• [What to produce]:
With pictures left out, retype exactly the lines from the one containing "Given the photograph below." through the final line of the entries.

• [Records shown]:
==================================================

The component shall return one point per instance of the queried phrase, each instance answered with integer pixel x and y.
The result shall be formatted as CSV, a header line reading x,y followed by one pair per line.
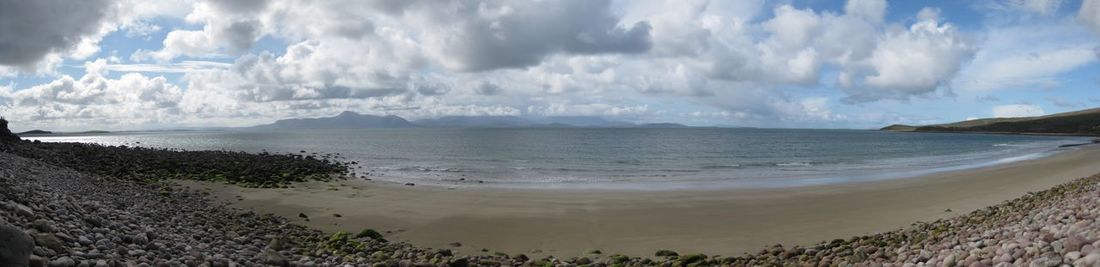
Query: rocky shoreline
x,y
56,215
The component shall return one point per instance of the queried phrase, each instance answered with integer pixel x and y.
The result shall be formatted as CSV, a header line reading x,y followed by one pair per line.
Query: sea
x,y
618,158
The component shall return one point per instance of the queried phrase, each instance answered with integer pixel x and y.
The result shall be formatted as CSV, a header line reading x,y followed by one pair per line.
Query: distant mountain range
x,y
352,120
1084,122
345,120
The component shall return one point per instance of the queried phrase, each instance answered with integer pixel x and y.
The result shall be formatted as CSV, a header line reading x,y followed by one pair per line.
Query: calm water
x,y
637,158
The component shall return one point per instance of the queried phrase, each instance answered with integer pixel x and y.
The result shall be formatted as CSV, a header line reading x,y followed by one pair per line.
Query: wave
x,y
795,164
723,166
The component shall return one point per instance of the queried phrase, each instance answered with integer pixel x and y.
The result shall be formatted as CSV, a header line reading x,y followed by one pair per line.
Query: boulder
x,y
15,249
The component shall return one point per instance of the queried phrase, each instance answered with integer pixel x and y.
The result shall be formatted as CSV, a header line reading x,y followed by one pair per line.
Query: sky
x,y
858,64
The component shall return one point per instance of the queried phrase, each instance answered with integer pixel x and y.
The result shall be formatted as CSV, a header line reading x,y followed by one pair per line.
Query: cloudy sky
x,y
130,65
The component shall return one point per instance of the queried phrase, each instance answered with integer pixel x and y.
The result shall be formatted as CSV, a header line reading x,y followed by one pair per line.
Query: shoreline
x,y
725,222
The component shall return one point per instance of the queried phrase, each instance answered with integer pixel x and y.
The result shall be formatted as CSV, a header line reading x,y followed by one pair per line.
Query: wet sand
x,y
726,222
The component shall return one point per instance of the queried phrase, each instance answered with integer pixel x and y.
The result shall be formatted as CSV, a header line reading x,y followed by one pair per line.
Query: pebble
x,y
17,246
80,220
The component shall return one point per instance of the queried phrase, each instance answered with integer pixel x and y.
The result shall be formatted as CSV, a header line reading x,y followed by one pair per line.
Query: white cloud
x,y
1027,56
911,62
1090,13
752,60
871,10
228,28
1018,110
94,100
1038,7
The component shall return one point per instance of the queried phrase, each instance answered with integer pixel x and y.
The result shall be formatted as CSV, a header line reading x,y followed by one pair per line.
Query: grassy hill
x,y
1084,122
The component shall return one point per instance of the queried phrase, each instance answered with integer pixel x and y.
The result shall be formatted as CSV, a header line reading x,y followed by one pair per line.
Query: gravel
x,y
53,215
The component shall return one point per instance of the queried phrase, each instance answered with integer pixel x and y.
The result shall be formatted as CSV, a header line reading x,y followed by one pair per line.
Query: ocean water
x,y
620,158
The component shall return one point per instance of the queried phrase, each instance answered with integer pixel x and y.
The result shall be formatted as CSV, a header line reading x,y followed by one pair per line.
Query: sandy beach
x,y
724,222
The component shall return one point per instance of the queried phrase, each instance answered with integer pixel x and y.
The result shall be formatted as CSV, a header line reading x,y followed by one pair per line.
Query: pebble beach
x,y
54,215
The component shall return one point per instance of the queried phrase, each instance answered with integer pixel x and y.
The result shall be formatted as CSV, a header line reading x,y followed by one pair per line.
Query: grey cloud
x,y
1062,102
240,6
31,30
526,32
487,89
989,98
242,34
431,89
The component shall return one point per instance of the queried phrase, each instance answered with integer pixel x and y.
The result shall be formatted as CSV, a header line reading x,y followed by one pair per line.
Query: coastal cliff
x,y
1084,122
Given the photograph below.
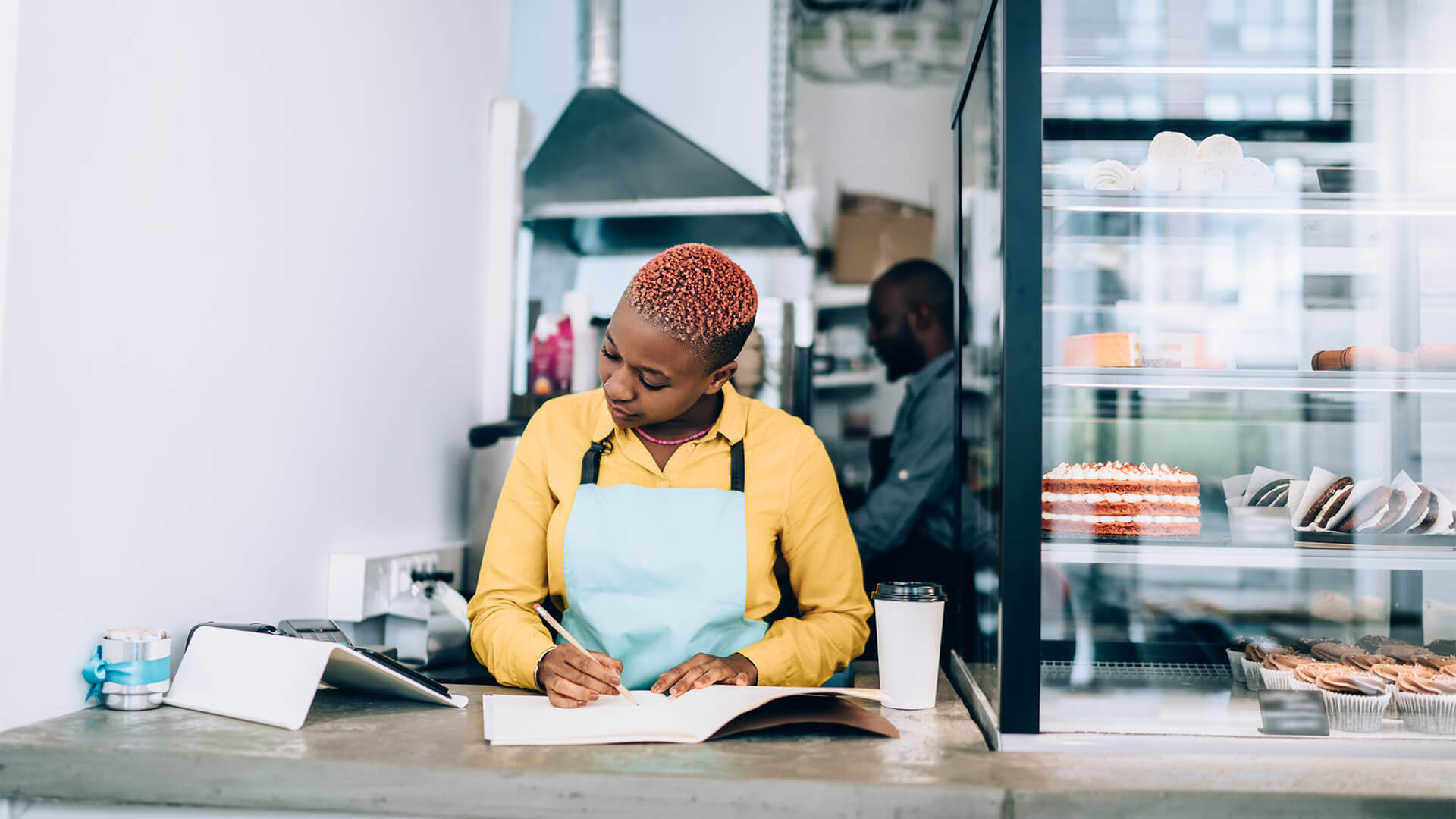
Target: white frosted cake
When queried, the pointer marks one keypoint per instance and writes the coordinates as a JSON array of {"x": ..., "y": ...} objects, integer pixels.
[{"x": 1120, "y": 499}]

==================================================

• [Result below]:
Given the photograph below.
Target: white frosted cake
When queried, the pointer marks one keypoint per instance and writes the coordinates as a JSON array of {"x": ..., "y": ...} objects, integer pixels.
[{"x": 1120, "y": 499}]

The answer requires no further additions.